▸ **CONSIGNE**: D'après le texte sur la santé à Gaza, combien d'établissements de santé restent dans le nord du territoire ?

▸ **TEXTE À LIRE**:
════════
Avant l’adoption de la résolution, Tedros Adhanom Ghebreyesus, patron de l’OMS, a qualifié de « catastrophiques » les répercussions de la guerre sur la santé à Gaza. Les personnels « font de leur mieux » dans des conditions inimaginables. « Le système de santé du territoire palestinien est en train de s’effondrer. Dans le nord du territoire, sous les bombardements depuis des semaines, il n’y a plus que deux établissements de santé », a-t-il averti.
Depuis la fin de la trêve, de plus en plus de personnes se sont déplacées vers le sud, dans des zones de plus en plus réduites. « La surpopulation, combinée au manque de nourriture, d’eau, d’abris et d’assainissement adéquats, crée les conditions idéales à la propagation des maladies », a ajouté le patron de l’OMS. Il a fait état de signes inquiétants de maladies épidémiques qui risquent de s’aggraver avec la détérioration de la situation et l’arrivée des conditions hivernales. L’OMS a également relevé plus de 449 attaques contre des centres de santé à Gaza et en Cisjordanie occupée et 60 attaques contre des centres de santé en Israël depuis le 7 octobre.
(Photo : AFP)
════════
▸ **DONNÉES À ANALYSER**:
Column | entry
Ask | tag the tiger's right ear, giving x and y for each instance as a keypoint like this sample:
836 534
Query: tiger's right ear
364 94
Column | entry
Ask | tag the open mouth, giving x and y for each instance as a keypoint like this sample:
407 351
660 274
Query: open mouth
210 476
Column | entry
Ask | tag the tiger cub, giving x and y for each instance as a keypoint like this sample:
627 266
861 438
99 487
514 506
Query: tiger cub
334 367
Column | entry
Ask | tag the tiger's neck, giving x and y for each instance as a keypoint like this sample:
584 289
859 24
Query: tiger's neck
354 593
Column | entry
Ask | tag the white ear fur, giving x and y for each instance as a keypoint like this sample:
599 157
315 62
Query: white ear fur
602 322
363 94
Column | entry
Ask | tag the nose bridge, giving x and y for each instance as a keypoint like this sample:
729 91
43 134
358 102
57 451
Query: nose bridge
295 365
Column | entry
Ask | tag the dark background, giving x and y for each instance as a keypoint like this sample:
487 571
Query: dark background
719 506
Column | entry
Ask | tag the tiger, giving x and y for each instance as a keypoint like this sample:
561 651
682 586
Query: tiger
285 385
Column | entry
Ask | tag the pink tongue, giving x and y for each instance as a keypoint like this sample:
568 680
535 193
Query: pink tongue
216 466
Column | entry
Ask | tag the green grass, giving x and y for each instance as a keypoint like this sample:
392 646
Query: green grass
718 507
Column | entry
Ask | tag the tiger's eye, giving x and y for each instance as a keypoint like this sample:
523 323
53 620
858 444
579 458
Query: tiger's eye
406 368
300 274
════════
▸ **RÉPONSE ATTENDUE**: Il n'en reste plus que deux.